• [Input records]
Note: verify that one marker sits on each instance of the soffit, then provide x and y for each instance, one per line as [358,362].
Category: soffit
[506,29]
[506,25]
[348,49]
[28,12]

• [Problem to work on]
Exactly as given, please retype all the entries.

• [Exercise solution]
Note: verify that one marker sits on each instance of the soffit, then provide x and y for each instance, one per line as [358,362].
Category: soffit
[506,29]
[506,25]
[348,49]
[28,12]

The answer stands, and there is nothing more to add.